* [Problem details]: Please copy the rows from their first line through the line with "column 304, row 162", substituting "Object" for "Target" and leaving everything else unchanged.
----
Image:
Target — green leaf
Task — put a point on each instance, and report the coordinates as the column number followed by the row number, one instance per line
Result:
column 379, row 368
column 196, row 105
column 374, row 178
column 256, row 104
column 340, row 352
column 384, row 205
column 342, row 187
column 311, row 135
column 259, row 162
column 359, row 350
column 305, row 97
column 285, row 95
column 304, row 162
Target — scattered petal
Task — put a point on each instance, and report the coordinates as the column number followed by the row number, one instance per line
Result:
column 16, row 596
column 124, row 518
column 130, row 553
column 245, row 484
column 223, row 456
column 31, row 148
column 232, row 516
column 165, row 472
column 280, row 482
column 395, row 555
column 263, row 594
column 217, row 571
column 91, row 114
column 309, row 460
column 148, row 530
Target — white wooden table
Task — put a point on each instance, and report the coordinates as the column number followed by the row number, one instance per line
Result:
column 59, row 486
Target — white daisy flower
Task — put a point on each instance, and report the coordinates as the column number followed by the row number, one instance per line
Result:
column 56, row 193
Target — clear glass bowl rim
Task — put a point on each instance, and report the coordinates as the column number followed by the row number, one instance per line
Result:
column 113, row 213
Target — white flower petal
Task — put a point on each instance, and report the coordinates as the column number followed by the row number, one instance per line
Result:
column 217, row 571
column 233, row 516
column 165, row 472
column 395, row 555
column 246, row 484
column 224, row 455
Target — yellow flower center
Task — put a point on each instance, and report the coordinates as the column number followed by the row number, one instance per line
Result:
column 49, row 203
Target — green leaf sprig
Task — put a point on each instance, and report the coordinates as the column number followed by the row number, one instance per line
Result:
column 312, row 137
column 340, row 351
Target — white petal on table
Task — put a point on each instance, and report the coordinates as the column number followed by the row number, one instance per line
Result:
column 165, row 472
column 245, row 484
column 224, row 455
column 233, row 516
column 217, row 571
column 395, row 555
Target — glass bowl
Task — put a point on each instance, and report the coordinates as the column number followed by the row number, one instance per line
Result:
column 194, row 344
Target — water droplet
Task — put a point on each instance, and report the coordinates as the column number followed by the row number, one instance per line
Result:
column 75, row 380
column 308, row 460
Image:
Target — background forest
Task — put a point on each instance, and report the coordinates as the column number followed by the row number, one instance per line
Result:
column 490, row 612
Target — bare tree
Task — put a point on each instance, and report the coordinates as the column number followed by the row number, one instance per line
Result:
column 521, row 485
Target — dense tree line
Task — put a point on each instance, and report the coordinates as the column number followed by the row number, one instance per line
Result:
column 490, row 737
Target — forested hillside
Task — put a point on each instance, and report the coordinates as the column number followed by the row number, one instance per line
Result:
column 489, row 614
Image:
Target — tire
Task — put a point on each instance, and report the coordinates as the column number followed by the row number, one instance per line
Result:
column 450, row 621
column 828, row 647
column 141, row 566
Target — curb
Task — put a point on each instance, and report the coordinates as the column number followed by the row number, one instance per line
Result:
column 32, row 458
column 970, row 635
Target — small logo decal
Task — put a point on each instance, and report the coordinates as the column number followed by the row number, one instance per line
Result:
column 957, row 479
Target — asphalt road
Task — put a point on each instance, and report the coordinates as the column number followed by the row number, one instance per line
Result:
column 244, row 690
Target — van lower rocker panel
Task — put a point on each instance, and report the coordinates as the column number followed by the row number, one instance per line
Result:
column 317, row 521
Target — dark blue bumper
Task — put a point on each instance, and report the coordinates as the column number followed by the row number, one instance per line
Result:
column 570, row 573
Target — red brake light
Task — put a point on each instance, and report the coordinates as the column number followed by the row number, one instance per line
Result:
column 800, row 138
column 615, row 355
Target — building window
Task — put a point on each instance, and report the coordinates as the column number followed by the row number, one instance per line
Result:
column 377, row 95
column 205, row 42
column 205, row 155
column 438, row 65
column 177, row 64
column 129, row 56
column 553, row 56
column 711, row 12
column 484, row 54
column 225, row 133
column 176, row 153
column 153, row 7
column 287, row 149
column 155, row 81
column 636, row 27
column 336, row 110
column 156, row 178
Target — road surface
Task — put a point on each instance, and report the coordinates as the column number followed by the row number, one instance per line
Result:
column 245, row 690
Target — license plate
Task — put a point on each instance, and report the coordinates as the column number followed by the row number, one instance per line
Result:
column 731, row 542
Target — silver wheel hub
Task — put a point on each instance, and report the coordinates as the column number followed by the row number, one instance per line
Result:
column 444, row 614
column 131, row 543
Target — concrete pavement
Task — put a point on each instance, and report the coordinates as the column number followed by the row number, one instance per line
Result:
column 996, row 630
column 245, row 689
----
* [Response to this task]:
Image:
Object — green leaf
Task — put a point on each instance, and report the coordinates as the column number followed by the row number, one instance per line
Result:
column 379, row 368
column 196, row 105
column 374, row 178
column 256, row 104
column 340, row 352
column 384, row 205
column 342, row 187
column 311, row 135
column 259, row 162
column 359, row 350
column 305, row 97
column 285, row 95
column 304, row 162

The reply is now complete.